**Task statement**
Transcribe the passage of the tuberculosis blood test article below between "Identifying asymptomatic individuals" and "known as RISK4.", inclusive.

**Document excerpt**
Blood Test Predicts Future Disease in TB Patient Contacts -Results identified those at greatest risk to develop active TB

A whole blood test accurately predicted progression to tuberculosis in close contacts of TB patients up to two years before the disease was clinically evident, according to the international research consortium that developed the molecular test.

People living with tuberculosis patients are at risk for becoming infected with Mycobacterium tuberculosis, but only a small percentage (5% to 10%) will develop active disease. There is currently no highly accurate blood test to predict which infected close contacts of patients will develop clinical TB.

Identifying asymptomatic individuals at high risk to progressing to active TB following exposure to TB patients living in the same household would help to prioritize preventive treatments and lead to better TB control, noted senior author Gerhard Walzl, of Tygerberg, South Africa's Stellenbosch University Immunology Research Group, and colleagues.
 

TB

In their study, published online ahead of print April 6 in the American Journal of Respiratory and Critical Care Medicine, Walzl and colleagues reported findings from a study conducted to examine the efficacy of their predictive blood test in multiple populations of HIV-negative people living in sub-Saharan Africa.

The polymerase chain reaction (PCR) test analyzes a four-gene transcript signature associated with inflammatory response, known as RISK4.

**Information given**
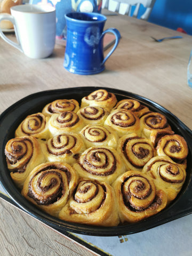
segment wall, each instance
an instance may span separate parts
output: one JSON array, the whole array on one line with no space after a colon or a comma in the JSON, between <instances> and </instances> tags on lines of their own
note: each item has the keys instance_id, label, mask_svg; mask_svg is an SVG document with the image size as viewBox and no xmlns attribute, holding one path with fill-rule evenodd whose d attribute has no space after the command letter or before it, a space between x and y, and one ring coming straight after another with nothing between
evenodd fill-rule
<instances>
[{"instance_id":1,"label":"wall","mask_svg":"<svg viewBox=\"0 0 192 256\"><path fill-rule=\"evenodd\" d=\"M156 0L148 21L192 35L192 0Z\"/></svg>"}]
</instances>

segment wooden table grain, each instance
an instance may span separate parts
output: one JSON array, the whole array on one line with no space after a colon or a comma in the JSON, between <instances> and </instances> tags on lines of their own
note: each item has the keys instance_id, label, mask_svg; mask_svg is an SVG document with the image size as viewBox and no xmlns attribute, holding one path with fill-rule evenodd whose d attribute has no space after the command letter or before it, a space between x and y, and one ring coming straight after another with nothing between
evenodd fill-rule
<instances>
[{"instance_id":1,"label":"wooden table grain","mask_svg":"<svg viewBox=\"0 0 192 256\"><path fill-rule=\"evenodd\" d=\"M62 46L57 44L50 58L34 60L0 38L0 113L35 92L104 86L150 99L192 129L192 88L187 83L192 37L120 14L107 16L105 28L109 27L117 28L122 38L106 62L105 70L94 75L81 76L66 71L63 67ZM6 35L15 39L14 34ZM183 38L157 43L150 37L177 35ZM1 255L97 255L3 199L0 200L0 214Z\"/></svg>"}]
</instances>

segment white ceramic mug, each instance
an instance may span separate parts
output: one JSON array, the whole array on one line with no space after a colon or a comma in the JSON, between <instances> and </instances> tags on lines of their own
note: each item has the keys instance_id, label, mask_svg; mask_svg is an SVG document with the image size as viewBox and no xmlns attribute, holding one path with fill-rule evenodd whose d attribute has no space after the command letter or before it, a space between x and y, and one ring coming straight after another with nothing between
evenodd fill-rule
<instances>
[{"instance_id":1,"label":"white ceramic mug","mask_svg":"<svg viewBox=\"0 0 192 256\"><path fill-rule=\"evenodd\" d=\"M26 4L11 8L11 15L0 15L0 22L8 20L14 25L18 43L9 39L0 29L7 43L33 59L42 59L53 52L56 35L55 9L45 5Z\"/></svg>"}]
</instances>

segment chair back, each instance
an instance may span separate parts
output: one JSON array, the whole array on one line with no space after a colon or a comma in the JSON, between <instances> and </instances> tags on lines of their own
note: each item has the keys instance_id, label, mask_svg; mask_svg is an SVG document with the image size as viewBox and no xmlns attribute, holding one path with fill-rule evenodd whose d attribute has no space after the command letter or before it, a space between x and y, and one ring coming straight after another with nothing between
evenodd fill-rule
<instances>
[{"instance_id":1,"label":"chair back","mask_svg":"<svg viewBox=\"0 0 192 256\"><path fill-rule=\"evenodd\" d=\"M121 14L131 15L132 6L135 9L132 17L138 17L139 11L142 4L146 10L140 19L147 20L151 12L156 0L102 0L102 7Z\"/></svg>"}]
</instances>

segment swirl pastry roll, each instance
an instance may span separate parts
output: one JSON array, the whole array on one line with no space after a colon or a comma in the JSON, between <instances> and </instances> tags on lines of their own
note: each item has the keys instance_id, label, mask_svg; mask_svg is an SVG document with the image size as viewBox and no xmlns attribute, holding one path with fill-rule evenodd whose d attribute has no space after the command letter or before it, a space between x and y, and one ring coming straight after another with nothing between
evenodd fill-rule
<instances>
[{"instance_id":1,"label":"swirl pastry roll","mask_svg":"<svg viewBox=\"0 0 192 256\"><path fill-rule=\"evenodd\" d=\"M156 156L145 165L142 172L151 176L158 189L166 194L168 202L173 200L185 181L186 172L167 156Z\"/></svg>"},{"instance_id":2,"label":"swirl pastry roll","mask_svg":"<svg viewBox=\"0 0 192 256\"><path fill-rule=\"evenodd\" d=\"M69 164L45 163L26 180L22 195L44 211L57 217L77 184L78 177Z\"/></svg>"},{"instance_id":3,"label":"swirl pastry roll","mask_svg":"<svg viewBox=\"0 0 192 256\"><path fill-rule=\"evenodd\" d=\"M82 139L76 133L57 135L42 145L48 162L59 161L73 165L85 150Z\"/></svg>"},{"instance_id":4,"label":"swirl pastry roll","mask_svg":"<svg viewBox=\"0 0 192 256\"><path fill-rule=\"evenodd\" d=\"M119 137L135 132L141 133L140 121L134 114L127 109L115 109L104 123L104 126L114 129Z\"/></svg>"},{"instance_id":5,"label":"swirl pastry roll","mask_svg":"<svg viewBox=\"0 0 192 256\"><path fill-rule=\"evenodd\" d=\"M116 132L99 125L87 125L80 132L87 148L108 146L116 148L118 137Z\"/></svg>"},{"instance_id":6,"label":"swirl pastry roll","mask_svg":"<svg viewBox=\"0 0 192 256\"><path fill-rule=\"evenodd\" d=\"M186 169L188 149L182 137L178 134L166 135L158 141L156 149L158 156L167 156Z\"/></svg>"},{"instance_id":7,"label":"swirl pastry roll","mask_svg":"<svg viewBox=\"0 0 192 256\"><path fill-rule=\"evenodd\" d=\"M87 106L97 106L110 110L117 102L114 93L107 92L106 90L99 89L83 98L81 108Z\"/></svg>"},{"instance_id":8,"label":"swirl pastry roll","mask_svg":"<svg viewBox=\"0 0 192 256\"><path fill-rule=\"evenodd\" d=\"M62 133L78 133L84 126L82 119L71 111L53 114L48 123L48 128L52 136Z\"/></svg>"},{"instance_id":9,"label":"swirl pastry roll","mask_svg":"<svg viewBox=\"0 0 192 256\"><path fill-rule=\"evenodd\" d=\"M86 124L102 125L109 112L100 107L90 106L81 108L77 114Z\"/></svg>"},{"instance_id":10,"label":"swirl pastry roll","mask_svg":"<svg viewBox=\"0 0 192 256\"><path fill-rule=\"evenodd\" d=\"M48 119L47 117L41 113L28 116L16 130L15 137L28 135L43 140L47 140L49 137Z\"/></svg>"},{"instance_id":11,"label":"swirl pastry roll","mask_svg":"<svg viewBox=\"0 0 192 256\"><path fill-rule=\"evenodd\" d=\"M173 131L153 131L150 135L150 139L152 141L154 147L156 148L157 146L158 141L165 135L174 134Z\"/></svg>"},{"instance_id":12,"label":"swirl pastry roll","mask_svg":"<svg viewBox=\"0 0 192 256\"><path fill-rule=\"evenodd\" d=\"M110 147L92 147L86 149L73 165L82 178L111 183L125 171L116 150Z\"/></svg>"},{"instance_id":13,"label":"swirl pastry roll","mask_svg":"<svg viewBox=\"0 0 192 256\"><path fill-rule=\"evenodd\" d=\"M156 190L153 179L135 171L128 171L112 185L117 198L122 222L134 222L154 215L167 205L162 190Z\"/></svg>"},{"instance_id":14,"label":"swirl pastry roll","mask_svg":"<svg viewBox=\"0 0 192 256\"><path fill-rule=\"evenodd\" d=\"M6 145L5 154L11 177L20 189L30 172L45 160L39 142L32 136L11 139Z\"/></svg>"},{"instance_id":15,"label":"swirl pastry roll","mask_svg":"<svg viewBox=\"0 0 192 256\"><path fill-rule=\"evenodd\" d=\"M79 109L76 100L56 100L47 104L42 110L45 116L51 116L53 114L61 113L66 111L72 111L76 113Z\"/></svg>"},{"instance_id":16,"label":"swirl pastry roll","mask_svg":"<svg viewBox=\"0 0 192 256\"><path fill-rule=\"evenodd\" d=\"M119 220L113 188L107 183L81 180L59 214L67 221L111 227Z\"/></svg>"},{"instance_id":17,"label":"swirl pastry roll","mask_svg":"<svg viewBox=\"0 0 192 256\"><path fill-rule=\"evenodd\" d=\"M150 134L154 131L171 131L165 116L161 113L151 112L147 114L140 118L141 135L150 139Z\"/></svg>"},{"instance_id":18,"label":"swirl pastry roll","mask_svg":"<svg viewBox=\"0 0 192 256\"><path fill-rule=\"evenodd\" d=\"M136 133L121 137L117 148L127 170L141 171L155 156L155 149L150 140L139 137Z\"/></svg>"},{"instance_id":19,"label":"swirl pastry roll","mask_svg":"<svg viewBox=\"0 0 192 256\"><path fill-rule=\"evenodd\" d=\"M128 109L134 112L138 117L141 117L145 114L149 112L149 108L142 105L139 101L133 99L125 99L118 102L114 108L114 109Z\"/></svg>"}]
</instances>

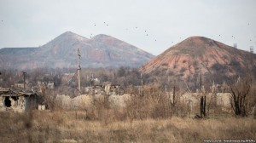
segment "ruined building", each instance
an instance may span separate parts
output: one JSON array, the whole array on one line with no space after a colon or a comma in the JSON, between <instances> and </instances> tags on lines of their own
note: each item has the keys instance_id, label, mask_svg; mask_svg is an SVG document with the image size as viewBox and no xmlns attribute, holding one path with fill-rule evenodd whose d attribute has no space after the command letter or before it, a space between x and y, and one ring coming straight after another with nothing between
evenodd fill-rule
<instances>
[{"instance_id":1,"label":"ruined building","mask_svg":"<svg viewBox=\"0 0 256 143\"><path fill-rule=\"evenodd\" d=\"M38 94L17 89L0 89L0 111L23 112L36 109Z\"/></svg>"}]
</instances>

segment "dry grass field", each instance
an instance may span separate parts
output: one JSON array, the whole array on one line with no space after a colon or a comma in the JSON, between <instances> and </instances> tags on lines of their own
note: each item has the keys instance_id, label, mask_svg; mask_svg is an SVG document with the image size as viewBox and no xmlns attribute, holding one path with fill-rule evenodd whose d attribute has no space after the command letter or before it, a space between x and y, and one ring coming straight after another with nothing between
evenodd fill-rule
<instances>
[{"instance_id":1,"label":"dry grass field","mask_svg":"<svg viewBox=\"0 0 256 143\"><path fill-rule=\"evenodd\" d=\"M99 119L85 111L1 112L0 142L204 142L205 140L256 140L256 119L122 119L103 110Z\"/></svg>"}]
</instances>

**Answer box**
Identifying asymptomatic individuals at high risk to progressing to active TB following exposure to TB patients living in the same household would help to prioritize preventive treatments and lead to better TB control, noted senior author Gerhard Walzl, of Tygerberg, South Africa's Stellenbosch University Immunology Research Group, and colleagues.
 

TB

In their study, published online ahead of print April 6 in the American Journal of Respiratory and Critical Care Medicine, Walzl and colleagues reported findings from a study conducted to examine the efficacy of their predictive blood test in multiple populations of HIV-negative people living in sub-Saharan Africa.

The polymerase chain reaction (PCR) test analyzes a four-gene transcript signature associated with inflammatory response, known as RISK4.